(GOAL) Copy the material below word for word, from the line containing "Question. Place one point on every instance of the sandy" through the line containing "x=392 y=132", including both of those lines.

[Start of ITEMS]

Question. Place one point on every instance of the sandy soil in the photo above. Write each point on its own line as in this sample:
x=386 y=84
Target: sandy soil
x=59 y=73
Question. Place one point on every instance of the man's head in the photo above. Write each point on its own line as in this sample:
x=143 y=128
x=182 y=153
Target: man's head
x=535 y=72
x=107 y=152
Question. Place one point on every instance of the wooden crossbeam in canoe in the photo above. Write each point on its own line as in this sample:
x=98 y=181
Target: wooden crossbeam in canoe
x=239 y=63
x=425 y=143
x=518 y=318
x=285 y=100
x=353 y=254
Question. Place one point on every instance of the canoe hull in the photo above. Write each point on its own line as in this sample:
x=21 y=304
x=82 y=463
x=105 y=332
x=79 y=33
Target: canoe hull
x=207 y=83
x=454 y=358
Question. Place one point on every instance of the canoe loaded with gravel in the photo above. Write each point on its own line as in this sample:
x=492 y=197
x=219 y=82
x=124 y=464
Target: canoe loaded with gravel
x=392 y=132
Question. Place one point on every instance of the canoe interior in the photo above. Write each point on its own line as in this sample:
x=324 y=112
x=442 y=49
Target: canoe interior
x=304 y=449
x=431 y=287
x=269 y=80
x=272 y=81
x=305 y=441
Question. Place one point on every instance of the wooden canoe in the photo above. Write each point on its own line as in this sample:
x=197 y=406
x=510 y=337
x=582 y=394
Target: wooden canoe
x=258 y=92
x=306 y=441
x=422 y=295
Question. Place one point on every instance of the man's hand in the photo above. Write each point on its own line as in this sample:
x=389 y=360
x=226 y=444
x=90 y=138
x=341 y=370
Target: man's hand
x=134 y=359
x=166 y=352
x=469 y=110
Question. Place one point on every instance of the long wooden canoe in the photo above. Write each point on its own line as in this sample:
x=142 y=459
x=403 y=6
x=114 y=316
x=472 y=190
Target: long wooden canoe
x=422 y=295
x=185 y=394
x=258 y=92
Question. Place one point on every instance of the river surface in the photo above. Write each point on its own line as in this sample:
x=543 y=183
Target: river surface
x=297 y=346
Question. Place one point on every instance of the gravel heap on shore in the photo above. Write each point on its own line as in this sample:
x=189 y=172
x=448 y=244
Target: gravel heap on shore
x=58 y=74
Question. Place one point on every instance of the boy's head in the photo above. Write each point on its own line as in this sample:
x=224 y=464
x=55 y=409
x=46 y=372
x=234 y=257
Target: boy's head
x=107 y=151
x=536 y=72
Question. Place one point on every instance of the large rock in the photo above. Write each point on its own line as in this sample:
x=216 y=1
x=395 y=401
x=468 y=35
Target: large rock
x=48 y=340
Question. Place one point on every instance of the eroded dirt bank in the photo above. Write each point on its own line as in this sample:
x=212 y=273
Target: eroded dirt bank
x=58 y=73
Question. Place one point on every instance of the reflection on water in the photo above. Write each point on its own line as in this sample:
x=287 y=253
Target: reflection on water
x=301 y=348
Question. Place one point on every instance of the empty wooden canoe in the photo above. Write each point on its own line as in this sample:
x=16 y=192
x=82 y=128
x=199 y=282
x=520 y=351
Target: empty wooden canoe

[End of ITEMS]
[Start of ITEMS]

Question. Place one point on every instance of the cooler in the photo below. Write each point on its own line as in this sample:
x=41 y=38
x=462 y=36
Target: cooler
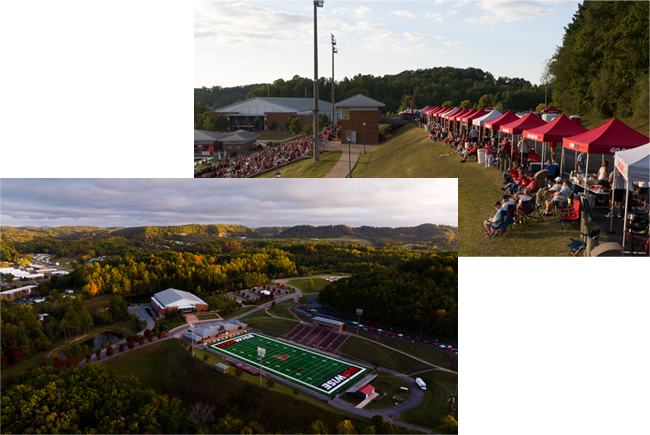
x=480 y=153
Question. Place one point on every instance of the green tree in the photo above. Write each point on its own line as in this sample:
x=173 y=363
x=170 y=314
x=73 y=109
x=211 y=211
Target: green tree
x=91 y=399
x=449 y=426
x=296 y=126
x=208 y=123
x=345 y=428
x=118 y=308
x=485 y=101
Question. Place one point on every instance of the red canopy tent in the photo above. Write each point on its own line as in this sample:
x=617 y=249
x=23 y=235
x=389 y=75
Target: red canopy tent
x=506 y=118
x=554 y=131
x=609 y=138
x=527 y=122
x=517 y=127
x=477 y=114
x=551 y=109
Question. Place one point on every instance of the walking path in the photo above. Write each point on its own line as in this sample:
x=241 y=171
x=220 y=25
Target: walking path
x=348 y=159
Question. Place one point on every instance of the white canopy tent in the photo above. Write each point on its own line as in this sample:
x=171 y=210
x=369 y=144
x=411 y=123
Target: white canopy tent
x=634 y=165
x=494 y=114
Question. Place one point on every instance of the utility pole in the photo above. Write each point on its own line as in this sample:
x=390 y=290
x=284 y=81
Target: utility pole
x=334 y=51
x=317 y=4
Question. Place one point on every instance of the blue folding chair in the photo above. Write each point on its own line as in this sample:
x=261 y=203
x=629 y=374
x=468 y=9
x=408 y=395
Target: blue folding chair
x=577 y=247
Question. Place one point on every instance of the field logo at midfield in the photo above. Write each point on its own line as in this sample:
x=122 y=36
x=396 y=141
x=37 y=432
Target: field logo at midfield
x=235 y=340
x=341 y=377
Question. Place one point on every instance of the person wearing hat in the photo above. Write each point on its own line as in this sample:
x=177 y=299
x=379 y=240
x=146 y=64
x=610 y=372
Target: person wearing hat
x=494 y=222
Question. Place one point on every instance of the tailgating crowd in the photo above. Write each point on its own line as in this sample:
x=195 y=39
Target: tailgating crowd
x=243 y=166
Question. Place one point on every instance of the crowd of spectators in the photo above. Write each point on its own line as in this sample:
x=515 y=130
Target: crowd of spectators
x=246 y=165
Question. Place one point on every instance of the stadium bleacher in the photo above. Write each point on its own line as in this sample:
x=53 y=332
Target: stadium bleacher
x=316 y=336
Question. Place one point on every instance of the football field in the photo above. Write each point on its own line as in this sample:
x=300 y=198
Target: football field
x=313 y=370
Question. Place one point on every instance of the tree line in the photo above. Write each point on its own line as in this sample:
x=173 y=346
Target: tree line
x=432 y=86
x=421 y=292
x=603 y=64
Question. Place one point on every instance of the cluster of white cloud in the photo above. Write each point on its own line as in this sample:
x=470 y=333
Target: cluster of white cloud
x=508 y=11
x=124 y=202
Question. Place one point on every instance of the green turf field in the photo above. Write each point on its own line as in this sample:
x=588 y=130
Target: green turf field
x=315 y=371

[End of ITEMS]

(OUTPUT FOR THIS EXERCISE)
Question. Place one point on every instance of the sandy soil in the photo above. Write each point on its own line as in this sample:
x=386 y=84
Target: sandy soil
x=59 y=73
Question. Place one point on every instance of the man's head in the photo above. Write each point on its own line as in this sample:
x=143 y=128
x=182 y=153
Target: man's head
x=535 y=72
x=107 y=152
Question. Place one point on every instance of the wooden crossbeam in canoe in the photo above. Write each point on its own line as in this sample:
x=98 y=181
Target: wooden crossbeam in canoe
x=239 y=63
x=425 y=143
x=518 y=318
x=285 y=100
x=353 y=254
Question. Place one point on every instance of the canoe hull in the photo above. Write each point on its own line as in this sample:
x=21 y=304
x=82 y=463
x=105 y=332
x=79 y=33
Target: canoe hull
x=207 y=83
x=454 y=358
Question. Place one point on every instance of the canoe loaded with gravel in the photo above. Write each point on its own line as in this sample:
x=492 y=197
x=219 y=82
x=124 y=464
Target: canoe loaded with gravel
x=392 y=132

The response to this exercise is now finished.